| Goals |
- 1) Using the runner-failure discussion, decide whether each statement agrees with it. Answer yes or no for each, and quote the words that settle it. (a) One commenter says that some jobs fail at 4:10 with no deprovision message. (b) The hash mismatch error shows up every time the build is run. (c) When the deprovision warning hits one job, the other running jobs in the same workflow run carry on.
- 2) Write a continuation of the runner-failure discussion, picking up right after its last sentence.

Oh, if pre-installing several versions is an option, then what Andreas suggested looks perfect to me.
For our Ubuntu 24.04 runners, we are getting the warning Received request to deprovision: The request was cancelled by the remote provider.
followed by a cancellation of the run when it passes more than 4 minutes. Here is an example run.
I believe it started yesterday/today, and nothing noteworthy has really changed in our repository in the past couple of days.
Perhaps related to #7897.
I'm also getting Received request to deprovision: The request was cancelled by the remote provider
on Ubuntu 24.04 jobs after 4:10 seconds.
Sometimes it's failing at 4:10 but without the deprovision message and just The hosted runner encountered an error while running your job. (Error Type: Failure).
Example without deprovision message
I think there might be something resourcey going on as I've managed to get the job to run a couple of times when giving it less to do or running with less threads.
I am seeing another issue from azure ubuntu-latest build agent when I am building my python code from python 3.11.9 source using ubuntu 24.04 as base image.
22.30 ERROR: THESE PACKAGES DO NOT MATCH THE HASHES FROM THE REQUIREMENTS FILE. If you have updated the package versions, please update the hashes. Otherwise, examine the package contents carefully; someone may have tampered with them. 22.30 unknown package: 22.30 Expected sha256 xxxxx 22.30 Got yyyyy
I am not posting actual values but in my case during build. I am making python 3.11.9 as alternate install as ubuntu 24.04 by default supports only 3.12.
I wasn't seeing this issue with 20.04 which were my previous ubuntu and azure build agent versions. This is happening frequently but it's not consistent. Re-triggering the build will work.
Any idea what may be going on here ?
Regarding
Received request to deprovision: The request was cancelled by the remote provider
In our case, this happens when running multiple builds for multiple architectures in parallel, where APT packages are installed and upgraded within a QEMU-emulated container. To me it looks like the above warning appears for those jobs, which are currently printing/doing the
Calculating upgrade...
of APT, while installing build dependencies and upgrading the container image within the same call (apt-get dist-upgrade package1 package2 ...
). All other currently running jobs of the same workflow run are then cancelled as well, no matter what they are currently doing, producing the
The hosted runner encountered an error while running your job. (Error Type: Failure).
error instead.
Surely APT calculating upgrades is CPU-intense already, probably additionally with the new APT resolver, and multiplied when being QEMU-emulated. Quite an argument for the native ARM runners, which will reduce load over hosted GitHub runners massively, once users adopt. We will ASAP 🙂.

| Data |
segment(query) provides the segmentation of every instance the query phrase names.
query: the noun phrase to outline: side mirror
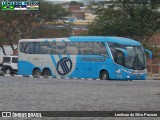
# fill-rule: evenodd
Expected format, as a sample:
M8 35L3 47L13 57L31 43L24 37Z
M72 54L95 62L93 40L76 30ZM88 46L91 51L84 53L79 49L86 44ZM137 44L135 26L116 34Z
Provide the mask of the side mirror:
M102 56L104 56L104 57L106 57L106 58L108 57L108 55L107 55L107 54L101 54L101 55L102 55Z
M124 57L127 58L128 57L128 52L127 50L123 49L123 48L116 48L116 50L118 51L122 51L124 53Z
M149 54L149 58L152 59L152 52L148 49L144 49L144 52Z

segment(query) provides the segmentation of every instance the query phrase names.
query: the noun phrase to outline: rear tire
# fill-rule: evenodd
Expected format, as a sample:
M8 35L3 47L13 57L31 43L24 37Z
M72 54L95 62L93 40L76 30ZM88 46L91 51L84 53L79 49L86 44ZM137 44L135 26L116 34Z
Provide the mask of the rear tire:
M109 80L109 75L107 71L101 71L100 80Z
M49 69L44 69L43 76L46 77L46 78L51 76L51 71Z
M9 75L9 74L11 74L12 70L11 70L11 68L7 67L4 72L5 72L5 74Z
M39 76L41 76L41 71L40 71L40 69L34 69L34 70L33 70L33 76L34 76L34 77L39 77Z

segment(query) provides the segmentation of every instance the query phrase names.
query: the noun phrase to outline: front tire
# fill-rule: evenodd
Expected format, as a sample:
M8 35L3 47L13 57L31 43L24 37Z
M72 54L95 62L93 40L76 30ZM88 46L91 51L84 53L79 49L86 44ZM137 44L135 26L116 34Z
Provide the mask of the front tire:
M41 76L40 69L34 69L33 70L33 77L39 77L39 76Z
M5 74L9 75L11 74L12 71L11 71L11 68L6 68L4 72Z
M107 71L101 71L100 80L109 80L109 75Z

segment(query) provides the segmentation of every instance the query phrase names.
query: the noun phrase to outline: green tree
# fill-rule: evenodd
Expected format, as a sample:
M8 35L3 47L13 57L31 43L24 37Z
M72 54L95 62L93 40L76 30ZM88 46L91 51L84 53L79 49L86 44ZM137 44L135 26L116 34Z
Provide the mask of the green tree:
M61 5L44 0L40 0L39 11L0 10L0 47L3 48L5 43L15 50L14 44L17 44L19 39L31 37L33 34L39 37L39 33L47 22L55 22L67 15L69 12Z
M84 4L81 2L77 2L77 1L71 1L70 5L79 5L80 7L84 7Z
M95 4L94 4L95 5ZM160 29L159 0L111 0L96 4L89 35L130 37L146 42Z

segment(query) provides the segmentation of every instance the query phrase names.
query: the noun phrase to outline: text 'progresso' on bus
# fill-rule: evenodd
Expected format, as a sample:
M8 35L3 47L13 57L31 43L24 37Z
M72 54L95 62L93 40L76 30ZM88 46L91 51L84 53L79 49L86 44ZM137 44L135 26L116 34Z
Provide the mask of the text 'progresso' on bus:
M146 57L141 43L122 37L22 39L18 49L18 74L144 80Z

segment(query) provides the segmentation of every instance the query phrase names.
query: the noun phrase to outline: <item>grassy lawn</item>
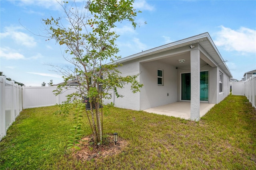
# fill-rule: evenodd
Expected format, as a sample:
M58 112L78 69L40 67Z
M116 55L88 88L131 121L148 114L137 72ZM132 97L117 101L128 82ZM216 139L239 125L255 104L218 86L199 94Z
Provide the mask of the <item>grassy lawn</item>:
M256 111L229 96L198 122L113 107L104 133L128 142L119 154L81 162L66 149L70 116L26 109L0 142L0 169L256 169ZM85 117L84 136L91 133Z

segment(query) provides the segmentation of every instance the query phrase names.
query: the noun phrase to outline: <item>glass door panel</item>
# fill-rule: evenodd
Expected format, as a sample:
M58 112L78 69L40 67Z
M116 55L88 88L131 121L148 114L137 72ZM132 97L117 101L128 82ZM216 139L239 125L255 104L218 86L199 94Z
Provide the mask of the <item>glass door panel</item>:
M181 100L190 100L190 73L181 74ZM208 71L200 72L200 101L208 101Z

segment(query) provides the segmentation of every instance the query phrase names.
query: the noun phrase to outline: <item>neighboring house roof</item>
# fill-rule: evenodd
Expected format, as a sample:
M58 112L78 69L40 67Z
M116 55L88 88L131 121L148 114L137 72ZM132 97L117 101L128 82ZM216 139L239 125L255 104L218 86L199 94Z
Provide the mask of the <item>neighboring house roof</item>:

==

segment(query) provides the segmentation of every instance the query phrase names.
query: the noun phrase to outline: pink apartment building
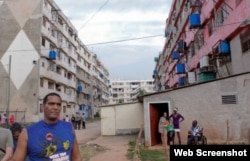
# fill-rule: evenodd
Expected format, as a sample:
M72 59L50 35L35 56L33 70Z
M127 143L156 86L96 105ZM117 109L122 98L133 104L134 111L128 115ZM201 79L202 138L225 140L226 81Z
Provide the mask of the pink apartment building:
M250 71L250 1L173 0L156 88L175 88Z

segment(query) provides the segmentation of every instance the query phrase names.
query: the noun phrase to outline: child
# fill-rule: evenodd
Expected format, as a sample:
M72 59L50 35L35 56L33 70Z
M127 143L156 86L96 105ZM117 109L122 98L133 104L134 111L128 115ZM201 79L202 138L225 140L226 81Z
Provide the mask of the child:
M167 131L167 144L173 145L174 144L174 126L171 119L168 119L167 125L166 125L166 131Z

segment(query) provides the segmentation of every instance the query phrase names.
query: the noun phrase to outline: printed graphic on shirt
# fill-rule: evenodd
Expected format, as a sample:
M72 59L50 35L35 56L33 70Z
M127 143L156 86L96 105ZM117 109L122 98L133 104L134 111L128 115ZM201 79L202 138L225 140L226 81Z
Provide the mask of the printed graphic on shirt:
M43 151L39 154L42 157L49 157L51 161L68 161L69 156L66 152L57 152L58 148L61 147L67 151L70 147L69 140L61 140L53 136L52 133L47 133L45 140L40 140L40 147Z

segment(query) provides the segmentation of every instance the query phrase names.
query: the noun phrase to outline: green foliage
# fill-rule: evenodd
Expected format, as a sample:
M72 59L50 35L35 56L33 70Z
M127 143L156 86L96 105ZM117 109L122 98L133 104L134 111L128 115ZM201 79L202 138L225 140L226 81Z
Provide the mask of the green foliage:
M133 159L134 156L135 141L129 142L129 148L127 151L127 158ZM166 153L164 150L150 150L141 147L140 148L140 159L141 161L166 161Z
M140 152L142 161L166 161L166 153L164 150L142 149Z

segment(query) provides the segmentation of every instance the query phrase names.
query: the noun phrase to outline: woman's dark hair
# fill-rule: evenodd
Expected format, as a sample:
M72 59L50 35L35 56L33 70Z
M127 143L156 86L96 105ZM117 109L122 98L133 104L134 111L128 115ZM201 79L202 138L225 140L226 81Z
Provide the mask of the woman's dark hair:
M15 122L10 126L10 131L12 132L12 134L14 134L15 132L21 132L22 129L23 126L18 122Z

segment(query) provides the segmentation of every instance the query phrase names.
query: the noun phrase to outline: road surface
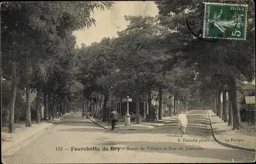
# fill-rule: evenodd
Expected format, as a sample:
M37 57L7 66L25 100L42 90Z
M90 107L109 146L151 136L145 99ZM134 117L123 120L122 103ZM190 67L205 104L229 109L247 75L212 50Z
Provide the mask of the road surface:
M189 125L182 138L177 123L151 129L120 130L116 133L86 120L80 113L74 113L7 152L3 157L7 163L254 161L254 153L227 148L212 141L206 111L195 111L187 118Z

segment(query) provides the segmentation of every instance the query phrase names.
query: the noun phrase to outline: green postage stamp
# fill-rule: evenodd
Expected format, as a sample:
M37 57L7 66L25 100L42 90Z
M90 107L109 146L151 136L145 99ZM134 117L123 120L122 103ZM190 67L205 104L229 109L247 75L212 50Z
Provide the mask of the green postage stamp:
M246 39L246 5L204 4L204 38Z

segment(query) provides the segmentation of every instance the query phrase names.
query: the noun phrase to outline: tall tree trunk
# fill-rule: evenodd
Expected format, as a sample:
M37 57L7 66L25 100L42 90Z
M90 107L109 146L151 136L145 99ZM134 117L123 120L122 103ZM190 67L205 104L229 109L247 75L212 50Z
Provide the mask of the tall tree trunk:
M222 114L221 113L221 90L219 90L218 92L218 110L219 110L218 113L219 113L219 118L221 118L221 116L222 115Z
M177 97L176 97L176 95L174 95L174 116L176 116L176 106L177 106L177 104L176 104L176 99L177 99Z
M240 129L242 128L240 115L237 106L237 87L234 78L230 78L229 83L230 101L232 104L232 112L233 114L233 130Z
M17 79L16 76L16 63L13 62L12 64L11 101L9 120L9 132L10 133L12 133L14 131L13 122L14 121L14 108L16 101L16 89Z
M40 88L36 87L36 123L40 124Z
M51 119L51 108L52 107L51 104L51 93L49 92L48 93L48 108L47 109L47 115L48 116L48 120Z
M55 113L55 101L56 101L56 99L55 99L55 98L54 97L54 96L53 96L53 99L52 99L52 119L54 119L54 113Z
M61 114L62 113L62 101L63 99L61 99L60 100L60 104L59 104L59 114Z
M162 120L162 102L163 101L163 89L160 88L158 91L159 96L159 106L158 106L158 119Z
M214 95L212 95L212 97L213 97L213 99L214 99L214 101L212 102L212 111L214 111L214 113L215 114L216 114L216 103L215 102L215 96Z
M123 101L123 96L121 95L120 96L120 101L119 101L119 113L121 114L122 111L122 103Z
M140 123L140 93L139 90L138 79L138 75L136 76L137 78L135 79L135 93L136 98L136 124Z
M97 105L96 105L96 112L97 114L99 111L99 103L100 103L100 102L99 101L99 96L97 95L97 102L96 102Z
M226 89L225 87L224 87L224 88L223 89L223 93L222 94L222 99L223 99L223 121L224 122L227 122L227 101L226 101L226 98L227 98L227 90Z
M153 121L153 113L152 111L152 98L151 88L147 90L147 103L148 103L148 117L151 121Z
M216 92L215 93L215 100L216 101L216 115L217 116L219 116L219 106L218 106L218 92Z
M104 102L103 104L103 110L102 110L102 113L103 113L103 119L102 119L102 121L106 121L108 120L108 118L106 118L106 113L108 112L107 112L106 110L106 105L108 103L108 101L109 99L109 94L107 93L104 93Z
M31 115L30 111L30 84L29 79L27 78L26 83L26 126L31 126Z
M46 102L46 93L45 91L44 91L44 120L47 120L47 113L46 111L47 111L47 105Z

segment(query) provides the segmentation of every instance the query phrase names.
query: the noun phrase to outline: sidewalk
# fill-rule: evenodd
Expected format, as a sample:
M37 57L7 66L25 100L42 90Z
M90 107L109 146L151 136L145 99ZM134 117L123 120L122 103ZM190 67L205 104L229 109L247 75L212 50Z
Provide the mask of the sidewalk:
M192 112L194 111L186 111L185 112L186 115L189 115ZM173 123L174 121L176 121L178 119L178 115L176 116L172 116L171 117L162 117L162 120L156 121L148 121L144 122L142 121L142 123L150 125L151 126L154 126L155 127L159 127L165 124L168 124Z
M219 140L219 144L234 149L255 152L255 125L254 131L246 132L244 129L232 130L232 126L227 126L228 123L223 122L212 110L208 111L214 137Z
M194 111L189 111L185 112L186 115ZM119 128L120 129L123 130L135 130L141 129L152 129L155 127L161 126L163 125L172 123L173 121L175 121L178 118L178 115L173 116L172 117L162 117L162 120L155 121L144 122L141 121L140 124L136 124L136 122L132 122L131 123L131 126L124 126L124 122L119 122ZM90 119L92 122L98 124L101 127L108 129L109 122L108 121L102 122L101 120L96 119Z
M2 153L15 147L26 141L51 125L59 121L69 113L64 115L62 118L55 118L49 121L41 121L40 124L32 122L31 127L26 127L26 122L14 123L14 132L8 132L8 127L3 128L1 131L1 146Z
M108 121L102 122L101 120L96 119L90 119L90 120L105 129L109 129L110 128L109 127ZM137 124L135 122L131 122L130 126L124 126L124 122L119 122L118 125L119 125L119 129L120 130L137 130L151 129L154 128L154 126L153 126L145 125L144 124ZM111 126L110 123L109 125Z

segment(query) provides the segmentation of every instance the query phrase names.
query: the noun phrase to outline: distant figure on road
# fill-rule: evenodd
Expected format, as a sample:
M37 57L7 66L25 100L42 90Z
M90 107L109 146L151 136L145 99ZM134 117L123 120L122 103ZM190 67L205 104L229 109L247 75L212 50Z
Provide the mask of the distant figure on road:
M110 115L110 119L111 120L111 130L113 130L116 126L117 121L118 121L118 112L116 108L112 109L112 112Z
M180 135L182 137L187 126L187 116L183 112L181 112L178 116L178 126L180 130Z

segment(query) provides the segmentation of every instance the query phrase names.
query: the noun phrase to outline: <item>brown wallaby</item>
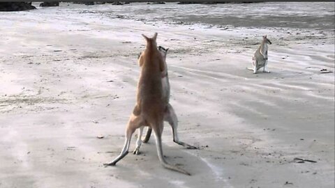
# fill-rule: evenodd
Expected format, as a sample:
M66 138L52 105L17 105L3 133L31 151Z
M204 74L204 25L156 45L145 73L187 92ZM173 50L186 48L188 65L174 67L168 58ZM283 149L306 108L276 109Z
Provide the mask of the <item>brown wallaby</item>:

| Per-task outputs |
- 1)
(a) Yes: "Sometimes it's failing at 4:10 but without the deprovision message"
(b) No: "This is happening frequently but it's not consistent."
(c) No: "All other currently running jobs of the same workflow run are then cancelled as well"

- 2)
However, the same stuff worked and works well on Ubuntu 22.04 runners, and of course a proper reaction would be to limit CPU utilisation of the runner, instead of just killing it. RAM usage btw, as indicated in one of the older linked issues, is likely not the reason, since this produces different runner-side error messages, usually just crashing whichever RAM-intense step/command currently runs and/or OOM kills, but all transparent in logs.
This, unless the VM host itself runs out of RAM. Proper reaction then would be to reduce the runners assigned RAM, or the amount of available runners. Or upgrade host hardware, of course 🙂.
EDIT: Now faced the same when checking a larger number of shell scripts with shellcheck
, without any emulation.
I am seeing the same problem as @MichaIng but it only started showing up in the last day or so. Reverting to 22.04 for now until this is fixed.
UPDATE: This now seems to be affecting ubuntu-22.04 runners too. Wondering if there is a larger issue with GitHub hosted runners.
For our Ubuntu 24.04 runners, we are getting the warning
Received request to deprovision: The request was cancelled by the remote provider.
followed by a cancellation of the run when it passes more than 4 minutes. Here is an example run.I believe it started yesterday/today, and nothing noteworthy has really changed in our repository in the past couple of days.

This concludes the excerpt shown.